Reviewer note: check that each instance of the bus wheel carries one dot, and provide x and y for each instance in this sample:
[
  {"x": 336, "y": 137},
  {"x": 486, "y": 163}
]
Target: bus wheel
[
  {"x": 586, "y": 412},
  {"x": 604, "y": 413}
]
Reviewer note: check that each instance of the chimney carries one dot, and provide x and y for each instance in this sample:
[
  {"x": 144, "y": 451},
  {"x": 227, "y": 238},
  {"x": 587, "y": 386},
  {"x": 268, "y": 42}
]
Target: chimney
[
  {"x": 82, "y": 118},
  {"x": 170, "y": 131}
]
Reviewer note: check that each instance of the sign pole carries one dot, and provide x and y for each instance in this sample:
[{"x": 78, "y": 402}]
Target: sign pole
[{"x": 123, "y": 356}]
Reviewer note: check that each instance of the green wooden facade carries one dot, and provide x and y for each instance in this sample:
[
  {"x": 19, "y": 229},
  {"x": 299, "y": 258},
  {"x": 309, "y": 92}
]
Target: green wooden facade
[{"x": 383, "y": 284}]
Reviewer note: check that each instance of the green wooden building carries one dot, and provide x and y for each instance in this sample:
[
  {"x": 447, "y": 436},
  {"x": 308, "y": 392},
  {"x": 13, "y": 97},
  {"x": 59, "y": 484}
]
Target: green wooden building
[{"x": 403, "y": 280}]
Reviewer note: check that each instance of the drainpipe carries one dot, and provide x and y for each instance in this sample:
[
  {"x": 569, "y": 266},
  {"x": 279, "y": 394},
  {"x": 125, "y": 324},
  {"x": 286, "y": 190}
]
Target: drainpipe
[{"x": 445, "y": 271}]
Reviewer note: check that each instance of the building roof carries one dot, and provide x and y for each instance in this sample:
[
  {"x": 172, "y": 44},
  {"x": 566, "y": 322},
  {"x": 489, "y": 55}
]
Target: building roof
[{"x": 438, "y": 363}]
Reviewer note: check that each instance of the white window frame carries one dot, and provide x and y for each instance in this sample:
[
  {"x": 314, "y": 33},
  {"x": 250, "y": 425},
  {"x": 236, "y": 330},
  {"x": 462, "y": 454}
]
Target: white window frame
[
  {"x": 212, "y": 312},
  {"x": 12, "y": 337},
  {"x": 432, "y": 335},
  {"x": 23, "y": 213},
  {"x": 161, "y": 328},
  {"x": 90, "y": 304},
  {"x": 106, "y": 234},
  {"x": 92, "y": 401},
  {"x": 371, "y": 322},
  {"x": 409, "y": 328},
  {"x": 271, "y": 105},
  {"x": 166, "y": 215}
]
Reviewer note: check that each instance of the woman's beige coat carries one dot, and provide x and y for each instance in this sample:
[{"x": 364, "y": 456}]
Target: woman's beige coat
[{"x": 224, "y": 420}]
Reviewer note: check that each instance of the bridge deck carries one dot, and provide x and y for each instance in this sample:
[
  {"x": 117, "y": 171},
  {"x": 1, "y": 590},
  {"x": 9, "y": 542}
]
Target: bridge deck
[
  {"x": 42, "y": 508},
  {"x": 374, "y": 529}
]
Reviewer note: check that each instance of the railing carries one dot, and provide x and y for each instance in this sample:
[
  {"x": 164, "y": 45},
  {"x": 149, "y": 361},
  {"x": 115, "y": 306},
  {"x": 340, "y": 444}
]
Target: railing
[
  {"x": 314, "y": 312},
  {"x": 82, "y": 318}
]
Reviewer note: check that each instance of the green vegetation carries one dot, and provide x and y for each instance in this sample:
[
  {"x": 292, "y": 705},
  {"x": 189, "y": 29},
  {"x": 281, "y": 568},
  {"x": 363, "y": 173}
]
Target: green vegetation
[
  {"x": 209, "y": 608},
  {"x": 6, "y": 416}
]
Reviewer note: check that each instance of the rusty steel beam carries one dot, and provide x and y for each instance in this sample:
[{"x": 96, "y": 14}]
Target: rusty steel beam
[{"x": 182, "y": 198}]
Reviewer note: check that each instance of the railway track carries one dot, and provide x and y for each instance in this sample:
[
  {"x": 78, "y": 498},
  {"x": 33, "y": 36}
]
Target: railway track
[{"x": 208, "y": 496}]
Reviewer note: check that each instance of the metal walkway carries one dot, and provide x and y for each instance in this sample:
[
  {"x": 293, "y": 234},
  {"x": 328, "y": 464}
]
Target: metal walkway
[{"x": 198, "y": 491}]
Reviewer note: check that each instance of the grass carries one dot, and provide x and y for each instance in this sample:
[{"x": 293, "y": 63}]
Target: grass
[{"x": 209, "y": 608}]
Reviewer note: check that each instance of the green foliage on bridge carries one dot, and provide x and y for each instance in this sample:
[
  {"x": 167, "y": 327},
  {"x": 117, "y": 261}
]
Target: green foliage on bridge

━━━━

## Written task
Please return each of the entries above verbatim, from first to last, with no changes.

## Task solution
Reviewer note: check that each instance of the bus wheel carries one dot, and provide x and y for each instance in this sample:
[
  {"x": 336, "y": 137},
  {"x": 486, "y": 163}
]
Target: bus wheel
[
  {"x": 586, "y": 412},
  {"x": 604, "y": 413}
]
Reviewer note: check that each instance of the chimney carries one dot, and provide x and y for each instance in this sample:
[
  {"x": 144, "y": 451},
  {"x": 227, "y": 238},
  {"x": 587, "y": 386},
  {"x": 268, "y": 42}
]
Target: chimney
[
  {"x": 82, "y": 118},
  {"x": 170, "y": 131}
]
Reviewer note: check that each instance of the sign pole carries one dot, and provide x and y for each instance in this sample:
[{"x": 78, "y": 402}]
Target: sign pole
[{"x": 123, "y": 356}]
Reviewer note: check that each instance of the green wooden facade carries one dot, and provide x and y for each instance in this sample:
[
  {"x": 19, "y": 229},
  {"x": 299, "y": 258},
  {"x": 309, "y": 92}
]
Target: green wooden facade
[{"x": 383, "y": 284}]
Reviewer note: check that each instance of the green wooden building carries one dot, and provide x and y for each instance in this sample:
[
  {"x": 447, "y": 436},
  {"x": 308, "y": 392},
  {"x": 13, "y": 97},
  {"x": 59, "y": 484}
]
Target: green wooden building
[{"x": 403, "y": 280}]
Reviewer note: check that each instance of the drainpipe carries one dot, and provide x and y for each instance in this sample:
[
  {"x": 569, "y": 266},
  {"x": 279, "y": 394},
  {"x": 125, "y": 324},
  {"x": 286, "y": 190}
]
Target: drainpipe
[{"x": 445, "y": 271}]
Reviewer note: check that each instance of the building roof carries one dot, and provide x and y for each instance in this sample:
[
  {"x": 172, "y": 44},
  {"x": 566, "y": 322},
  {"x": 489, "y": 55}
]
Target: building roof
[{"x": 438, "y": 363}]
Reviewer note: check that each instance of the white window frame carries one dot, and provide x and y for each instance in this sample:
[
  {"x": 314, "y": 33},
  {"x": 250, "y": 425},
  {"x": 236, "y": 330},
  {"x": 462, "y": 454}
]
Target: white window frame
[
  {"x": 212, "y": 312},
  {"x": 12, "y": 337},
  {"x": 432, "y": 335},
  {"x": 23, "y": 213},
  {"x": 161, "y": 328},
  {"x": 90, "y": 304},
  {"x": 106, "y": 234},
  {"x": 92, "y": 401},
  {"x": 371, "y": 322},
  {"x": 409, "y": 328},
  {"x": 271, "y": 105},
  {"x": 166, "y": 215}
]
Reviewer note: check that each instance of the woman's beige coat carries one dot, and provide x and y for each instance in this sample:
[{"x": 364, "y": 456}]
Target: woman's beige coat
[{"x": 224, "y": 420}]
Reviewer note: check that each instance of the bridge deck carries one dot, and provide x and y for each instance in this sample:
[
  {"x": 117, "y": 171},
  {"x": 1, "y": 590},
  {"x": 9, "y": 542}
]
Target: bridge deck
[
  {"x": 42, "y": 508},
  {"x": 374, "y": 529}
]
Reviewer note: check that each instance of the railing carries one dot, and provide x and y for each instance in this sample:
[
  {"x": 164, "y": 45},
  {"x": 149, "y": 361},
  {"x": 115, "y": 306},
  {"x": 340, "y": 444}
]
Target: railing
[
  {"x": 314, "y": 312},
  {"x": 82, "y": 318}
]
Reviewer note: check that each instance of the green vegetation carries one dot, and provide x and y for each instance in this sample:
[
  {"x": 292, "y": 705},
  {"x": 189, "y": 29},
  {"x": 281, "y": 568},
  {"x": 363, "y": 173}
]
Target: green vegetation
[
  {"x": 209, "y": 608},
  {"x": 6, "y": 416}
]
Reviewer note: check that each instance of the rusty steel beam carries one dot, and provide x and y for each instance in this sample:
[{"x": 96, "y": 14}]
Target: rusty steel beam
[{"x": 182, "y": 198}]
Reviewer note: check that each instance of the railway track carries one dot, and provide x and y for each instance in this sample:
[
  {"x": 78, "y": 498},
  {"x": 33, "y": 36}
]
Target: railway track
[{"x": 208, "y": 496}]
Reviewer note: check that each instance of the metal walkway carries one dot, and provide x and y for each instance in this sample:
[
  {"x": 293, "y": 234},
  {"x": 328, "y": 464}
]
Target: metal walkway
[{"x": 198, "y": 491}]
Reviewer note: check that each instance of the grass carries one dot, and provide x and y for each instance in this sample:
[{"x": 293, "y": 63}]
Target: grass
[{"x": 209, "y": 608}]
Reviewer note: check that each instance of the green foliage on bridge carries one dot, and provide x and y for each instance in this sample:
[
  {"x": 167, "y": 327},
  {"x": 117, "y": 261}
]
Target: green foliage on bridge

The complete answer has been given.